Advogada Andréia Ana Paula da Silva (OAB/SC 47.299) –
Há alguns meses publiquei artigo sobre o tema teletrabalho, abordando sua origem, conceito, a recente regulamentação advinda da lei 13467/17, e uma primeira impressão dos problemas e divergências que poderíamos passar a enfrentar no judiciário.
Poucas semanas atrás em virtude da nova realidade vivenciada pelo enfrentamento da emergência de saúde pública de importância internacional decorrente do novo coronavírus, a espécie do gênero “trabalho a distância”, como é identificado o teletrabalho e dentro deste, a modalidade mais conhecida no Brasil, o popularmente nomeado – home office (trabalho a domicílio ou escritório em casa), ganhou grande destaque e atenção, pela forçada necessidade de aplicação.
A necessidade pegou a todos de surpresa e embora o Home office não se trate de nenhuma novidade, um número pequeno de empresas tem afinidade com a modalidade. Muitas foram as dúvidas que surgiram de como deveria ser realizada essa emergencial transição.

Seção de dados:
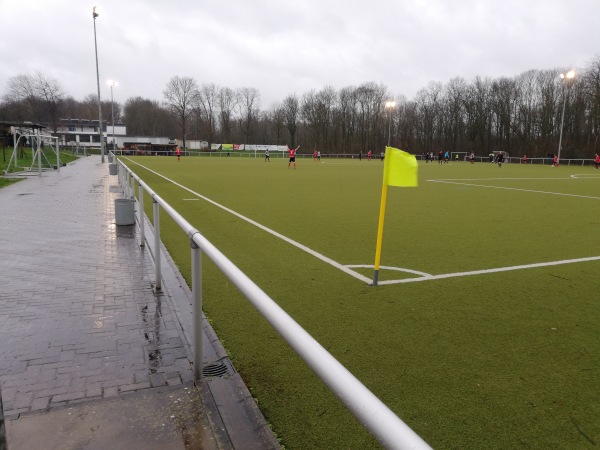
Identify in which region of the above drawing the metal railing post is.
[138,184,146,247]
[190,230,202,381]
[152,196,162,291]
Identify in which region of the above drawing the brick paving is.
[0,156,279,449]
[0,157,193,416]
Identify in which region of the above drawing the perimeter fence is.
[108,150,594,166]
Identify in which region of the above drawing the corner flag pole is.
[373,147,419,286]
[373,181,387,286]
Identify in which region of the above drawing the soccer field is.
[122,157,600,449]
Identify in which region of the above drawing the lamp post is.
[556,70,575,164]
[385,100,396,147]
[106,80,119,155]
[92,6,104,162]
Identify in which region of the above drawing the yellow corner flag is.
[373,147,419,286]
[383,147,419,187]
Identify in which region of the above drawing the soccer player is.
[496,152,504,167]
[288,146,300,169]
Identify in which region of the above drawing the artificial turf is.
[123,157,600,449]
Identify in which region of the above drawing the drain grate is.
[202,360,236,377]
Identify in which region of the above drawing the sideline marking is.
[379,256,600,284]
[125,158,371,283]
[124,157,600,285]
[427,178,600,200]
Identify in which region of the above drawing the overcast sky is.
[0,0,600,109]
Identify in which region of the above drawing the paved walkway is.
[0,156,278,450]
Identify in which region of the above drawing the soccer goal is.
[5,130,61,175]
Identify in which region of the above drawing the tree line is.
[0,55,600,158]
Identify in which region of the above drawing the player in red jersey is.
[288,146,300,169]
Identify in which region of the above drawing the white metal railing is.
[111,153,431,449]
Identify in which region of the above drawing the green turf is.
[119,157,600,449]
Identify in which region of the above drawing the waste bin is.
[115,198,135,225]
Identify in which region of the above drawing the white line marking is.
[125,158,371,283]
[378,256,600,284]
[427,180,600,200]
[346,264,434,277]
[124,158,600,285]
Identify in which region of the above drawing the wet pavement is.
[0,156,278,450]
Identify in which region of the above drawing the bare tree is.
[163,75,199,149]
[7,74,42,122]
[237,88,260,144]
[283,94,300,148]
[197,83,219,146]
[217,87,237,142]
[34,72,65,133]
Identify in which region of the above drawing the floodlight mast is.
[92,6,104,162]
[385,100,396,147]
[107,80,119,155]
[556,70,575,164]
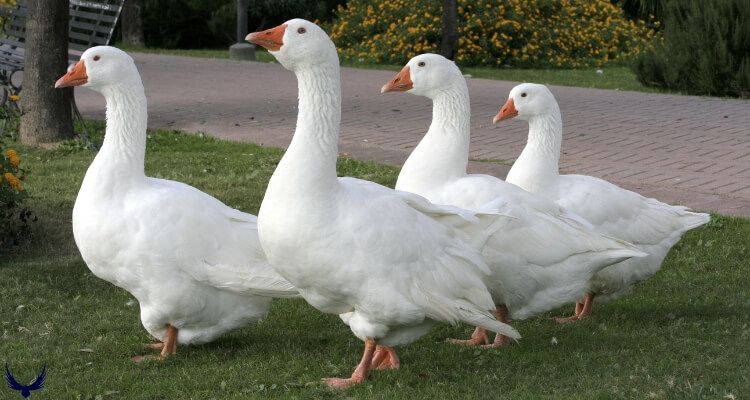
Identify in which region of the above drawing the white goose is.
[55,46,298,361]
[493,83,710,320]
[381,54,645,346]
[247,19,519,387]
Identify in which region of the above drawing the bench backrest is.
[68,0,125,61]
[0,0,125,67]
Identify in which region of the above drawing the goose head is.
[245,18,338,71]
[492,83,559,123]
[380,53,465,98]
[55,46,140,92]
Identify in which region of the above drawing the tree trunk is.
[120,0,146,47]
[440,0,458,61]
[21,0,73,144]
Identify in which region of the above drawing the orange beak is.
[492,97,518,124]
[55,60,89,88]
[250,24,286,51]
[380,65,414,93]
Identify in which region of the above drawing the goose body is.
[383,54,644,344]
[56,46,297,356]
[248,19,519,387]
[495,83,710,318]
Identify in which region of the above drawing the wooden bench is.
[0,0,125,132]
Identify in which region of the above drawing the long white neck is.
[269,62,341,197]
[94,80,148,177]
[505,104,562,193]
[396,80,471,195]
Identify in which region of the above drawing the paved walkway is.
[75,53,750,217]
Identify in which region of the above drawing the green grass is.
[0,124,750,399]
[114,46,657,92]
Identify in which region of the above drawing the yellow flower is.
[5,172,22,190]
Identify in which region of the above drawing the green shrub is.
[330,0,654,68]
[632,0,750,97]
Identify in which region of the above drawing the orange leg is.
[322,339,377,389]
[372,346,401,369]
[482,304,513,348]
[132,324,177,363]
[448,327,490,346]
[556,293,594,324]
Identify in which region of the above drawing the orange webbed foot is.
[447,327,490,346]
[372,346,401,370]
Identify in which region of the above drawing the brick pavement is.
[76,53,750,217]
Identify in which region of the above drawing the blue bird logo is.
[5,362,47,398]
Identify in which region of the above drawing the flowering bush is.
[0,133,35,249]
[330,0,655,68]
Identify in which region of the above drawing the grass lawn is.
[0,124,750,399]
[117,45,663,92]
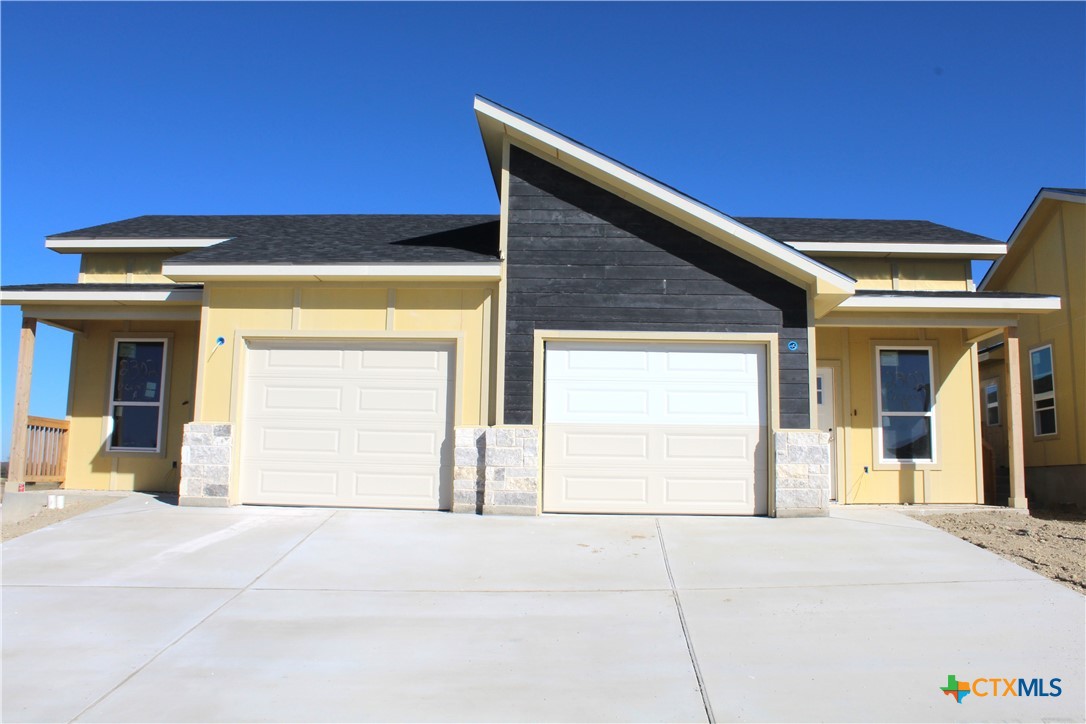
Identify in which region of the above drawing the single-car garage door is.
[241,341,453,509]
[543,343,768,516]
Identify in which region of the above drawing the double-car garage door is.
[241,341,768,515]
[543,343,768,516]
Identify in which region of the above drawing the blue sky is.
[0,2,1086,459]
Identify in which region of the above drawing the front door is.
[815,367,837,500]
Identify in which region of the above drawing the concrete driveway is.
[2,496,1086,722]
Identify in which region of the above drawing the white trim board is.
[977,189,1086,291]
[475,97,856,303]
[784,241,1007,259]
[162,261,502,281]
[837,295,1060,314]
[46,237,232,254]
[0,289,203,305]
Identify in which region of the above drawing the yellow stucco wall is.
[64,321,197,493]
[198,282,493,424]
[816,328,977,504]
[815,256,972,291]
[989,202,1086,467]
[79,252,177,284]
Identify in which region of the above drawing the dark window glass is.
[879,350,932,412]
[110,404,159,450]
[113,342,164,405]
[1033,407,1056,435]
[882,416,932,460]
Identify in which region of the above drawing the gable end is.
[504,145,810,429]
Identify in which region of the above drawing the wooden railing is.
[26,416,68,483]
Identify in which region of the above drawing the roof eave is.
[784,241,1007,259]
[0,289,203,306]
[475,97,856,308]
[46,237,230,254]
[838,294,1061,315]
[162,261,502,281]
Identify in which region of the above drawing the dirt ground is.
[914,510,1086,594]
[0,495,122,541]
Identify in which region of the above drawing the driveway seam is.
[654,518,717,724]
[68,512,336,724]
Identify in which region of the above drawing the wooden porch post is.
[1003,327,1030,508]
[8,317,38,492]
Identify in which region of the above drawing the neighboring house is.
[2,99,1059,516]
[981,189,1086,511]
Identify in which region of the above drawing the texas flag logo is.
[939,674,971,703]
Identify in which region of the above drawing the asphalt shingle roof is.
[732,216,1000,244]
[49,214,998,264]
[49,214,498,264]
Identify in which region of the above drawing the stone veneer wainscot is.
[178,422,233,507]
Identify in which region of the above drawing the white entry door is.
[815,367,837,500]
[241,341,453,509]
[543,343,768,516]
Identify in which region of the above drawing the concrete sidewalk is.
[2,496,1086,722]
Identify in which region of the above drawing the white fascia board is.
[475,97,856,293]
[976,189,1086,292]
[784,241,1007,259]
[162,262,502,281]
[46,237,232,254]
[0,289,203,304]
[837,295,1060,314]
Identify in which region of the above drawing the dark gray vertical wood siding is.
[505,147,810,428]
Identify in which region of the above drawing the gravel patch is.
[912,510,1086,594]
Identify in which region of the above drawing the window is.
[984,380,999,427]
[109,339,166,453]
[876,347,935,462]
[1030,344,1056,437]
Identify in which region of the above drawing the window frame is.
[1027,342,1060,437]
[874,344,938,467]
[105,335,169,455]
[981,377,1003,428]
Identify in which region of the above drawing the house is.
[0,98,1060,516]
[980,189,1086,511]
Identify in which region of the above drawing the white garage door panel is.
[258,425,341,456]
[257,468,339,500]
[355,382,444,419]
[263,382,343,415]
[241,341,452,509]
[664,471,754,508]
[553,429,648,465]
[543,343,768,515]
[354,466,440,503]
[564,473,648,505]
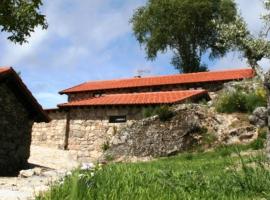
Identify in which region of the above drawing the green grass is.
[215,88,267,113]
[37,142,270,200]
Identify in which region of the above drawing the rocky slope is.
[103,104,257,159]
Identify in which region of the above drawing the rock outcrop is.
[104,104,257,158]
[249,107,268,127]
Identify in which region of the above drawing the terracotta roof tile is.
[58,90,208,107]
[60,68,254,94]
[0,67,11,73]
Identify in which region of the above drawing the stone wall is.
[32,111,67,149]
[32,106,142,161]
[0,83,33,175]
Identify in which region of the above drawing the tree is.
[216,16,270,81]
[0,0,48,44]
[131,0,237,73]
[218,0,270,159]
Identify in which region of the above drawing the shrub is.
[215,88,267,113]
[246,92,267,112]
[155,106,174,122]
[249,128,267,150]
[101,141,110,151]
[143,107,156,118]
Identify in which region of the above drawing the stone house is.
[32,69,254,161]
[0,68,49,175]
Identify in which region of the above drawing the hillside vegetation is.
[37,134,270,200]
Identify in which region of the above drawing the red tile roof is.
[60,68,254,94]
[58,90,208,107]
[0,67,11,74]
[0,67,50,122]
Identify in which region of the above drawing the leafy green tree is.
[131,0,237,73]
[214,16,270,80]
[0,0,48,44]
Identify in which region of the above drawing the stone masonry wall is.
[0,83,33,175]
[32,106,142,162]
[32,111,67,149]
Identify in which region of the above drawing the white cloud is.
[212,0,270,70]
[33,92,67,108]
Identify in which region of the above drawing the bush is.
[249,128,267,150]
[155,106,174,122]
[215,88,267,113]
[101,141,110,151]
[143,107,156,118]
[246,89,267,112]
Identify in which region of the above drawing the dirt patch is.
[0,146,79,200]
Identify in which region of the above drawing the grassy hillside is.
[37,142,270,200]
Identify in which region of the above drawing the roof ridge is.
[59,68,254,94]
[81,68,251,87]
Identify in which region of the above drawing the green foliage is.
[249,128,267,150]
[155,106,174,122]
[131,0,237,73]
[202,131,217,147]
[215,89,267,113]
[0,0,48,44]
[37,148,270,200]
[101,141,110,151]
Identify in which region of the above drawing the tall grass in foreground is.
[37,145,270,200]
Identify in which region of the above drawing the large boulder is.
[103,104,257,159]
[249,107,268,127]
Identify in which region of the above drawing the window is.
[109,115,127,123]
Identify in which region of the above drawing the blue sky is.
[0,0,270,108]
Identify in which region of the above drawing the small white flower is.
[81,163,95,170]
[79,174,84,179]
[67,171,72,176]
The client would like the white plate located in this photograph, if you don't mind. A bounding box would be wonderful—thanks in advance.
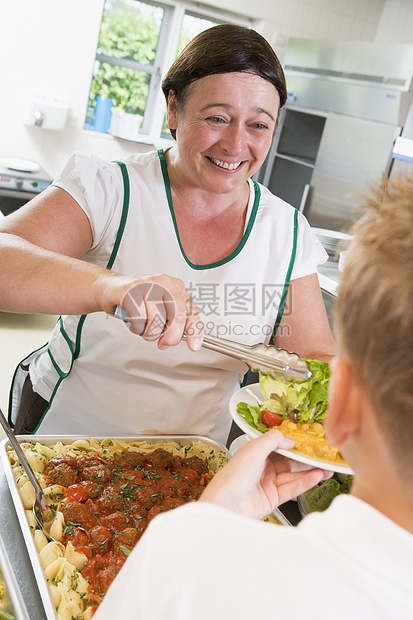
[229,383,353,474]
[229,435,250,456]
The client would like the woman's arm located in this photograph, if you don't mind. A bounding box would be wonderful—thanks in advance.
[0,187,203,350]
[275,274,336,362]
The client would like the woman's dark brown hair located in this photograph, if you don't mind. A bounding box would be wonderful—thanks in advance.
[162,24,287,137]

O que fazer:
1: Resuma em duas frases o trecho sobre o teletrabalho.
2: Reproduza, sem alterações, a parte do trecho sobre o teletrabalho que vai de "Poucas semanas atrás" até "necessidade de aplicação.".
Não é preciso consultar as linhas.

Resultados por tarefa:
1: A autora havia publicado, meses antes, um artigo sobre o teletrabalho, tratando de sua origem, de seu conceito, da regulamentação trazida pela lei 13467/17 e de uma primeira impressão dos problemas e divergências que poderiam chegar ao judiciário. Com a emergência de saúde pública decorrente do novo coronavírus, o home office ganhou grande destaque pela forçada necessidade de aplicação e pegou a todos de surpresa, já que poucas empresas têm afinidade com a modalidade, o que gerou muitas dúvidas sobre a transição emergencial.

2:
Poucas semanas atrás em virtude da nova realidade vivenciada pelo enfrentamento da emergência de saúde pública de importância internacional decorrente do novo coronavírus, a espécie do gênero “trabalho a distância”, como é identificado o teletrabalho e dentro deste, a modalidade mais conhecida no Brasil, o popularmente nomeado – home office (trabalho a domicílio ou escritório em casa), ganhou grande destaque e atenção, pela forçada necessidade de aplicação.